> **MATERIAL PROVIDED**
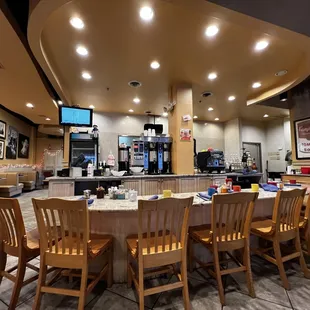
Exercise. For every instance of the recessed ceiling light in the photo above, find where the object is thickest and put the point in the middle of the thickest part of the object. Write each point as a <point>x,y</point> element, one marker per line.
<point>212,76</point>
<point>281,73</point>
<point>211,31</point>
<point>146,13</point>
<point>86,75</point>
<point>261,45</point>
<point>77,23</point>
<point>82,50</point>
<point>155,64</point>
<point>256,85</point>
<point>136,100</point>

> **YOUR GOAL**
Keep the pictures out and transcribe the listing exactly.

> **WORKED SOLUTION**
Exercise. For every instance of the recessed ceiling light in the photo above, find where the object is thickest and put the point in the middle of the thickest part of the object. Write each point as a <point>x,y</point> element, one marker per line.
<point>212,76</point>
<point>281,73</point>
<point>211,31</point>
<point>146,13</point>
<point>86,75</point>
<point>261,45</point>
<point>77,23</point>
<point>82,50</point>
<point>155,64</point>
<point>256,85</point>
<point>136,100</point>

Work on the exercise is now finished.